Set out the lines of the material from the line containing "of the white" through the end of the material as a JSON list of strings, one string per line, with blank lines left out.

— Begin —

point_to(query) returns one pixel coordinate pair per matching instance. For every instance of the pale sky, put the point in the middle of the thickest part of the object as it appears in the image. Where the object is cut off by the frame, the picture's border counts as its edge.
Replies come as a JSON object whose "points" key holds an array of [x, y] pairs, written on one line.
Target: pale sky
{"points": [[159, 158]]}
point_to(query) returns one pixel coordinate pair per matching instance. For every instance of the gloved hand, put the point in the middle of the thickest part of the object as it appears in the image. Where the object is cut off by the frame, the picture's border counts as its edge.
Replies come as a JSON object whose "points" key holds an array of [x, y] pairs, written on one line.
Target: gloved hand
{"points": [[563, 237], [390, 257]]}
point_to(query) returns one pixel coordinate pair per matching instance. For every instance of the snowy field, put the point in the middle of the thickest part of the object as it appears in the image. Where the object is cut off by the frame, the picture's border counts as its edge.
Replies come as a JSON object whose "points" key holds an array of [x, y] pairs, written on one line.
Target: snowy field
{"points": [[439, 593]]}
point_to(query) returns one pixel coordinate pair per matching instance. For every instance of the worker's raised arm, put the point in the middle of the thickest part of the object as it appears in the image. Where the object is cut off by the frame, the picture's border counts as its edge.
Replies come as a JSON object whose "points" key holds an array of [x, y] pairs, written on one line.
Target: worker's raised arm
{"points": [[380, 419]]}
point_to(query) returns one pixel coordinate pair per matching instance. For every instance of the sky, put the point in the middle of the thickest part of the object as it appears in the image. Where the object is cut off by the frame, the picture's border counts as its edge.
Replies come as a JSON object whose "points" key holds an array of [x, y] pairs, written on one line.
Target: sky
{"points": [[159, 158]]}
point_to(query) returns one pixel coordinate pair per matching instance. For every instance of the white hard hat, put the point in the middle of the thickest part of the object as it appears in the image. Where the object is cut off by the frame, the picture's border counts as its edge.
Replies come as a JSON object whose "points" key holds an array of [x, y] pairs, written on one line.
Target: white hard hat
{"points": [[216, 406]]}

— End —

> **Task result**
[
  "point_to(query) returns one pixel coordinate pair per matching instance. For every instance of the white hard hat, put the point in the middle of the thickest part of the object as it appears in the image. Where the object is cut off by the frame, the picture's border counts as its edge.",
  "Replies come as a JSON object whose \"points\" key holds an array of [x, y] pairs, written on one line.",
  "Target: white hard hat",
  "{\"points\": [[216, 406]]}"
]